#### Directions for this task
Rewrite the rows starting at the line containing "Greenhouse-scouting task: tag the distant hillside" and ending at the line containing "point(264, 475)". Keep every line as it is, but add 106 to each coordinate in the points.

#### Supplied data
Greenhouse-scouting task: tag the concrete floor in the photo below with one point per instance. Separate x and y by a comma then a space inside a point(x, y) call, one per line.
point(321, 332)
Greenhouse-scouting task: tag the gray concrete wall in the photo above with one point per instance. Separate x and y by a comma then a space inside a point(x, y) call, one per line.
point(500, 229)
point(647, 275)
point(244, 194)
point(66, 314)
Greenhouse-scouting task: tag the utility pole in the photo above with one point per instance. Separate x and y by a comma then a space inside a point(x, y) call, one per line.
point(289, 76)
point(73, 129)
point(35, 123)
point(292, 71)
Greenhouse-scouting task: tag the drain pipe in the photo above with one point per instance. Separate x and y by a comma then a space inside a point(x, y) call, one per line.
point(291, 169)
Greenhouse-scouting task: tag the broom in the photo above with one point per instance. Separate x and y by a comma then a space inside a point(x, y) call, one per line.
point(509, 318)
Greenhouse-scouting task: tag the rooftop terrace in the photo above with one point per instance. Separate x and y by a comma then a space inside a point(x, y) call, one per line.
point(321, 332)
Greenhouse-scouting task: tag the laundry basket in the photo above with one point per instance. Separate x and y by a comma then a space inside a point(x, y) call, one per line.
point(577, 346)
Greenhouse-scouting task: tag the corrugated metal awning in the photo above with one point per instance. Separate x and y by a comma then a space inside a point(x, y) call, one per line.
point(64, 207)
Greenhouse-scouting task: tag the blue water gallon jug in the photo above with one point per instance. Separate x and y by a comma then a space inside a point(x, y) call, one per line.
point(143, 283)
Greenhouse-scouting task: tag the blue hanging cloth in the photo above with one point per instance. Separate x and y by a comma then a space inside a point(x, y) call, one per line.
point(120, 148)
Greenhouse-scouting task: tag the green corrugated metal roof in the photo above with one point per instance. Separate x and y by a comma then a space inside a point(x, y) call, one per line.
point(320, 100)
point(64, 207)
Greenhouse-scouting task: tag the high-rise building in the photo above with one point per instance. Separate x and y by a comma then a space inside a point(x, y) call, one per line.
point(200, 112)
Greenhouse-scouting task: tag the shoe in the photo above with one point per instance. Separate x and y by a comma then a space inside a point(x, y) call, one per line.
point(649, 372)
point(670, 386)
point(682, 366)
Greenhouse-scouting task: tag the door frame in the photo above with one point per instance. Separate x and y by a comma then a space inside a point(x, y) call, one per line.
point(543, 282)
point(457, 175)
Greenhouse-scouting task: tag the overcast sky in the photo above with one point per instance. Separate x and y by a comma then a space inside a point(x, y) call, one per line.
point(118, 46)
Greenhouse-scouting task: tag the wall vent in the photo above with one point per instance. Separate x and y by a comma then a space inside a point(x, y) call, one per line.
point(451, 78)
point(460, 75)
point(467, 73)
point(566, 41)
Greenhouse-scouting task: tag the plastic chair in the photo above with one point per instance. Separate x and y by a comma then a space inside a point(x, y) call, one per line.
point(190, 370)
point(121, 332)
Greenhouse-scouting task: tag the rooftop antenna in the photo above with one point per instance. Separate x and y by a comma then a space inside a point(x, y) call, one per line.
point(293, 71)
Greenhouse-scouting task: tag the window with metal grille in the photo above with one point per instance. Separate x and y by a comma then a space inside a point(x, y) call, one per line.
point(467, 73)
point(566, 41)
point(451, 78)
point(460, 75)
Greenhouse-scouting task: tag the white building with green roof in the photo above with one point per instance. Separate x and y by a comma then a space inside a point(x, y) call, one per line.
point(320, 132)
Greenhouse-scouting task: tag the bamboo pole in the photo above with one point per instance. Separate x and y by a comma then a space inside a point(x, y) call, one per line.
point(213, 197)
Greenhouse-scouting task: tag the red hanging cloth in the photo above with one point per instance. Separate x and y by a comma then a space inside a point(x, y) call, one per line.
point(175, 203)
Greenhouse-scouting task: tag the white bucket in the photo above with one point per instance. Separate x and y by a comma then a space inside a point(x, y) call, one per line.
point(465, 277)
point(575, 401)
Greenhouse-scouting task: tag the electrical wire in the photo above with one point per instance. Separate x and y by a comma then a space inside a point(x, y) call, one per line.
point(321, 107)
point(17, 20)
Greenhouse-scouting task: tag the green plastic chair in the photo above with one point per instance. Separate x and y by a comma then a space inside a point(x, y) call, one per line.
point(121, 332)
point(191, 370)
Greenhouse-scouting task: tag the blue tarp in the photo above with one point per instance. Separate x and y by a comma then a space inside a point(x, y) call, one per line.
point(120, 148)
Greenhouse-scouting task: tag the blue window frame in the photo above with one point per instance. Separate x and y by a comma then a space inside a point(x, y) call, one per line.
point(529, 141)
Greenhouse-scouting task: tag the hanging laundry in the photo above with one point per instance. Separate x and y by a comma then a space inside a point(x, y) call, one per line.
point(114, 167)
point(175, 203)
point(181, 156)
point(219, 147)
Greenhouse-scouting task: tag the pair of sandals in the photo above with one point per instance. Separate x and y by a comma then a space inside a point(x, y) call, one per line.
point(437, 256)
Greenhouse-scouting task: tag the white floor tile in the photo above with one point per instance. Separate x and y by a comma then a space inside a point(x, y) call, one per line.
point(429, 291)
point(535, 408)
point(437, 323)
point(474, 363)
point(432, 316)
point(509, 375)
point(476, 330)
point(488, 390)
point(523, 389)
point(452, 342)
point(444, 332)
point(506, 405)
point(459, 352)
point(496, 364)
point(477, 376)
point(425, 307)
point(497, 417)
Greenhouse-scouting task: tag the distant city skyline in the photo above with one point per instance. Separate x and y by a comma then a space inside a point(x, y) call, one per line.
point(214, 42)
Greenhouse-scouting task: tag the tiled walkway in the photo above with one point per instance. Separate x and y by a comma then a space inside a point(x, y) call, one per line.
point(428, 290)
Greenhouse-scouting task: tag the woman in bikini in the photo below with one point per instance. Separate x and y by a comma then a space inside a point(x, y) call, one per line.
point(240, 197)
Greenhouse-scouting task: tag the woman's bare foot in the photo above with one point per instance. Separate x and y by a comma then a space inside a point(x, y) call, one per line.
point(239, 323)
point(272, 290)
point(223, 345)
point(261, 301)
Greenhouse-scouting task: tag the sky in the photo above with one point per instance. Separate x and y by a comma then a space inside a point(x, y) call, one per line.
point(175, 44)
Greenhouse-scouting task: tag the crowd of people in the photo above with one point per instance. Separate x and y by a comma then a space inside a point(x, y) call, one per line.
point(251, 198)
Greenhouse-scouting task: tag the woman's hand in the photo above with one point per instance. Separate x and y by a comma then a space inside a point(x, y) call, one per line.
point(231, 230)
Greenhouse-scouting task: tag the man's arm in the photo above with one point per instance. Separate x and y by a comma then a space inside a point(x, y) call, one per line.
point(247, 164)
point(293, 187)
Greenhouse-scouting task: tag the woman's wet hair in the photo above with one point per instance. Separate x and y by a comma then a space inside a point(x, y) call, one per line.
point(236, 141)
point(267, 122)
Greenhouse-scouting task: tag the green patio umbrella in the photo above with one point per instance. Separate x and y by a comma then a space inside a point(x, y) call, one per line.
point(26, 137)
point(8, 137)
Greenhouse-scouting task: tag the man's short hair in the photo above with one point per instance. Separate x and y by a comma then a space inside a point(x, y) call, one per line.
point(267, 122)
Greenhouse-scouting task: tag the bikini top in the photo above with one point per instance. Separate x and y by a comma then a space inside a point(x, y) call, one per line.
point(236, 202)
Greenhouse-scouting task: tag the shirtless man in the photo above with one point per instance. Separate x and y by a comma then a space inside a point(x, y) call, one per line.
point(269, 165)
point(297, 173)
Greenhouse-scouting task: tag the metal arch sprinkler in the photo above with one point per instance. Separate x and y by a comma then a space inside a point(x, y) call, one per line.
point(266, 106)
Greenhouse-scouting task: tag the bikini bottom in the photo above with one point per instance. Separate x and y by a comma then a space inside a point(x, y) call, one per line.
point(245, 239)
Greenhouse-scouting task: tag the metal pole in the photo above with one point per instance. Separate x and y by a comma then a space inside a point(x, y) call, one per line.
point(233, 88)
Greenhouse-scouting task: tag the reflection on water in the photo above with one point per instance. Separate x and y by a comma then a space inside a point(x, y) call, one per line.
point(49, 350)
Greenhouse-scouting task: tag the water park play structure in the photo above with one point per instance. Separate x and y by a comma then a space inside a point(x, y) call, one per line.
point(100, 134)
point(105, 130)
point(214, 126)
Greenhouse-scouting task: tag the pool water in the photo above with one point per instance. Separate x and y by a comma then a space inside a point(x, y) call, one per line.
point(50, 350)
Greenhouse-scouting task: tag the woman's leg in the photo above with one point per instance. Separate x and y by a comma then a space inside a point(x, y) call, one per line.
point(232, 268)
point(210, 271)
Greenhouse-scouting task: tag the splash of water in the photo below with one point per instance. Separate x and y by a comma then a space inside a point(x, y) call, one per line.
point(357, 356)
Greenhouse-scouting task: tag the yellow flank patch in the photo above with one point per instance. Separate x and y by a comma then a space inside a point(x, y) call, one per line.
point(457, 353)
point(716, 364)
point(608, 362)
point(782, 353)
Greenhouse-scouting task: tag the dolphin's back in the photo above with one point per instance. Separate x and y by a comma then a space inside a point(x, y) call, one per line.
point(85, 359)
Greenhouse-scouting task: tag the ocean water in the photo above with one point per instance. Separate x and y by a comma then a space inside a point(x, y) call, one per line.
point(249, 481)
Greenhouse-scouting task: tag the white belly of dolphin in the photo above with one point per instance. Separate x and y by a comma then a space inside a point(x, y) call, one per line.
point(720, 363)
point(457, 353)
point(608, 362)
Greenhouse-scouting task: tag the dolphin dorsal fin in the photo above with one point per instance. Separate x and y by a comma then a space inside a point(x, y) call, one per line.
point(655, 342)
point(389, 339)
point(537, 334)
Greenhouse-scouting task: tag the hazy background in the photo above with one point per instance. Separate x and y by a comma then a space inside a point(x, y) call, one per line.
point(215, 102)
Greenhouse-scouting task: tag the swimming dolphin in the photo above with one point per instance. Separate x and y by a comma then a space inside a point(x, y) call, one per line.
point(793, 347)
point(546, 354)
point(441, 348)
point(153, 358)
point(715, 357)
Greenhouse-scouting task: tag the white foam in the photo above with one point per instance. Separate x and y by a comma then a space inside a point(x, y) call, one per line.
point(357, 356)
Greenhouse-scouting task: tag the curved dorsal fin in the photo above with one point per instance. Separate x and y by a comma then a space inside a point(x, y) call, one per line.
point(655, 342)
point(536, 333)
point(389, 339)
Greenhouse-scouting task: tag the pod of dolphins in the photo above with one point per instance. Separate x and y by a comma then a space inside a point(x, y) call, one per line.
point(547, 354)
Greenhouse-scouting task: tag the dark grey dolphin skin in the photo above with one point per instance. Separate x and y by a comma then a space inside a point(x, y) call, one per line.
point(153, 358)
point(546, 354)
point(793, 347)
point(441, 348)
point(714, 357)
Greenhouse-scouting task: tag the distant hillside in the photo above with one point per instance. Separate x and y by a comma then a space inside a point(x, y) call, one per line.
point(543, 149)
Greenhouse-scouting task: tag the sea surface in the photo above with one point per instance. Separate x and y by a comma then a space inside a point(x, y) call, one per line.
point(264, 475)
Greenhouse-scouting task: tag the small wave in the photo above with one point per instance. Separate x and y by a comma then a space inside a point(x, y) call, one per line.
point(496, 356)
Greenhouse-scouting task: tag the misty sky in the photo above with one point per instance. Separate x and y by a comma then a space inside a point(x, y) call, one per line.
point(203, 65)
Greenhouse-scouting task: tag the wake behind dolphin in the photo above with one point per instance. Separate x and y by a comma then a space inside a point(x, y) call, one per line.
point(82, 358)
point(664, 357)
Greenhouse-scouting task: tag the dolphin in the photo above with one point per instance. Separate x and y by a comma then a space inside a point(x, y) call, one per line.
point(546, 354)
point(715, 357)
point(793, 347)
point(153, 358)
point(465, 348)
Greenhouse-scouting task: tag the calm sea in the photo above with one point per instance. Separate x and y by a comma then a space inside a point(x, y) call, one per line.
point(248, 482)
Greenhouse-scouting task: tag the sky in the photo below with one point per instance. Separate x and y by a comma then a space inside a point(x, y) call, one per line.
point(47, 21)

#### Solution
Greenhouse-scouting task: tag the distant hillside in the photo above with one point per instance. Separate x and y by a comma then a space inside a point(x, y) call, one per line.
point(649, 255)
Greenhouse-scouting task: tag the sea surface in the photo above with one point per instance. Separate x and y by a comma then a space inside a point(x, y) call, one per line.
point(370, 581)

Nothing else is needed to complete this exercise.